Em relação à adesão a padrões globais a reforma reflete a tentativa de aproximação aos paradigmas educacionais internacionais valorizados pelo PISA, mas desconsidera particularidades do contexto socioeconômico brasileiro, como desigualdade, evasão escolar e infraestrutura precária, e elabora rankings colocando todos em mesmo patamar.
“[…] uma análise descontextualizada desses rankings podem induzir a conclusões equivocadas, tendo em vista que se apoiam nos resultados divulgados e não comportam aspectos indissociáveis do processo educacional.” (CARDOSO e FERREIRA, 2020, p.172).

== DADOS REGISTRADOS ==

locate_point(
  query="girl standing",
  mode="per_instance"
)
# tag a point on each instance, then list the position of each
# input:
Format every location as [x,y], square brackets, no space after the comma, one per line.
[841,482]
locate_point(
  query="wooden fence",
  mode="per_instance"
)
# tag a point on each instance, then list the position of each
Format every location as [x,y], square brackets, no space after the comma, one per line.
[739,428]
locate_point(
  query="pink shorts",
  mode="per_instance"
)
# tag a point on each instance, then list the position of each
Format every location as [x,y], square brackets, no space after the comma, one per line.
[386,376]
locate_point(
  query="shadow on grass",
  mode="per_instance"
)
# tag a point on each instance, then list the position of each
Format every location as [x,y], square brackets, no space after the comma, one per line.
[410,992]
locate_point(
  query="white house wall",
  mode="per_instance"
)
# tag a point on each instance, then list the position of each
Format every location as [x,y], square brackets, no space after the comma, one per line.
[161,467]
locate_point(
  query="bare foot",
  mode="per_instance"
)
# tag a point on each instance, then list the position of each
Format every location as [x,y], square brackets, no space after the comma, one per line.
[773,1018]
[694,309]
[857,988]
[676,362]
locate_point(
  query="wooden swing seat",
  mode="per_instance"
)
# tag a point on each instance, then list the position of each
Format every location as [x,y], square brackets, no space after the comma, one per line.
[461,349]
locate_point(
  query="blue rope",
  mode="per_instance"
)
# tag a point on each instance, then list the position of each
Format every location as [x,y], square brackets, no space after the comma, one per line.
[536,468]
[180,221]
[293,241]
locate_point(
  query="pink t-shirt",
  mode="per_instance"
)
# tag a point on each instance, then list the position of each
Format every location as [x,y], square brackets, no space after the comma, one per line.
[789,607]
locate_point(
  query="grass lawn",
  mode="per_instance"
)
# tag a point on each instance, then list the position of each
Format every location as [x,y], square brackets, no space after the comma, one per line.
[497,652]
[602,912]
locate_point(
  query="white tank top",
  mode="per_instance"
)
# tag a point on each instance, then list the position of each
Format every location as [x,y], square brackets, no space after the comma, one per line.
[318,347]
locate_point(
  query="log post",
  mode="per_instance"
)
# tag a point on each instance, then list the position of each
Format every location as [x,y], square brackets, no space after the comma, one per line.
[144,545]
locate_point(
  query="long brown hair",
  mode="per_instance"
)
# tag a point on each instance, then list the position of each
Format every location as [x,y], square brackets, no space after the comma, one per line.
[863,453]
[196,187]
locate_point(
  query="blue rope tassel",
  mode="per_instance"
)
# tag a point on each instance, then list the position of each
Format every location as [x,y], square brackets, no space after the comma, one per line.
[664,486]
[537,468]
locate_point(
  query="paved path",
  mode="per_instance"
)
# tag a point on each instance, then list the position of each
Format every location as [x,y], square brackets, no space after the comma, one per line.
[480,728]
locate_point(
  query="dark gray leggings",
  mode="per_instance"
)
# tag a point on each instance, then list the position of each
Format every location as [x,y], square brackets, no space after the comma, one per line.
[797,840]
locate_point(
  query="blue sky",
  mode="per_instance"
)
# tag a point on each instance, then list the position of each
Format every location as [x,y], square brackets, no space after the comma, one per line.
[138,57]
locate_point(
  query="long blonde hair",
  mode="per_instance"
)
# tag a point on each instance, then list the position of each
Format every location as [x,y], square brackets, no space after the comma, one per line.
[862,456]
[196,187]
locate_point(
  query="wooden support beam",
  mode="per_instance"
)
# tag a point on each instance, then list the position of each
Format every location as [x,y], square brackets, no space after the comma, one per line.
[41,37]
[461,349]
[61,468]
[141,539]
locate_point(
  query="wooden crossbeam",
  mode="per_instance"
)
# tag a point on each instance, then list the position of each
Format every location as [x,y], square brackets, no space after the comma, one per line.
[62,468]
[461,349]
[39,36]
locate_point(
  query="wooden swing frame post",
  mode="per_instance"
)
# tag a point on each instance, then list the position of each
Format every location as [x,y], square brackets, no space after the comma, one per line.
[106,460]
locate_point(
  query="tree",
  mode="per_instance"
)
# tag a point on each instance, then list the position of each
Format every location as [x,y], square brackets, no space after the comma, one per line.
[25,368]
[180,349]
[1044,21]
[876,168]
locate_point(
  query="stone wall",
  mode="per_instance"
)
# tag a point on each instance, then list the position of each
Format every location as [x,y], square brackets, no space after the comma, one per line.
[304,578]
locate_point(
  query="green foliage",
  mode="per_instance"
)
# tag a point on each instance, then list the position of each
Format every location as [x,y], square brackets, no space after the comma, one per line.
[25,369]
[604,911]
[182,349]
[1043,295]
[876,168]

== QUESTÃO BREVE A ==
Responda com base no trecho sobre a reforma educacional e o PISA:
(i) Quais particularidades do contexto socioeconômico brasileiro a reforma desconsidera?
(ii) De que avaliação internacional são os paradigmas educacionais aos quais a reforma tenta se aproximar?
(iii) Segundo a citação de Cardoso e Ferreira, a que podem induzir uma análise descontextualizada dos rankings?
== QUESTÃO BREVE B ==
Reproduza palavra por palavra o trecho sobre a reforma educacional e o PISA, de "Em relação à" até "em mesmo patamar.", inclusive.
== QUESTÃO BREVE C ==
Dê seguimento ao texto sobre a reforma educacional e os rankings do PISA a partir do ponto em que ele termina.

== RESPOSTA ESCRITA A ==
(i) Desigualdade, evasão escolar e infraestrutura precária.
(ii) Do PISA.
(iii) A conclusões equivocadas.

== RESPOSTA ESCRITA B ==
Em relação à adesão a padrões globais a reforma reflete a tentativa de aproximação aos paradigmas educacionais internacionais valorizados pelo PISA, mas desconsidera particularidades do contexto socioeconômico brasileiro, como desigualdade, evasão escolar e infraestrutura precária, e elabora rankings colocando todos em mesmo patamar.

== RESPOSTA ESCRITA C ==
Este ponto destacado por Cardoso e Ferreira (2020) nos direciona a proposta de reconstrução mental ao refletir como a reforma foi estruturada e quais condições históricas, sociais e políticas influenciaram sua implementação. Nas relações com o mercado de trabalho, por exemplo, a reforma está vinculada a uma demanda global por formação técnica e profissional, favorecendo uma educação mais pragmática e orientada à empregabilidade. Essa ênfase dialoga diretamente com as competências avaliadas pelo PISA, mas ignora os desafios estruturais do ensino brasileiro, tais como a desigualdade educacional. E a flexibilização do currículo, segundo Cardoso e Ferreira (2020) embora apresente uma proposta inovadora, pode acentuar as desigualdades regionais e socioeconômicas, pois em escolas públicas, especialmente em regiões mais pobres, há a dificuldade de oferecer itinerários diversificados, limitando as opções dos estudantes e perpetuando a exclusão social e tecnológica. “É inegável, no Brasil, que as desigualdades sociais são empecilhos para que se garanta o acesso às tecnologias de comunicação e de informação de maneira igualitária.” (CARDOSO e FERREIRA, 2020, p. 171)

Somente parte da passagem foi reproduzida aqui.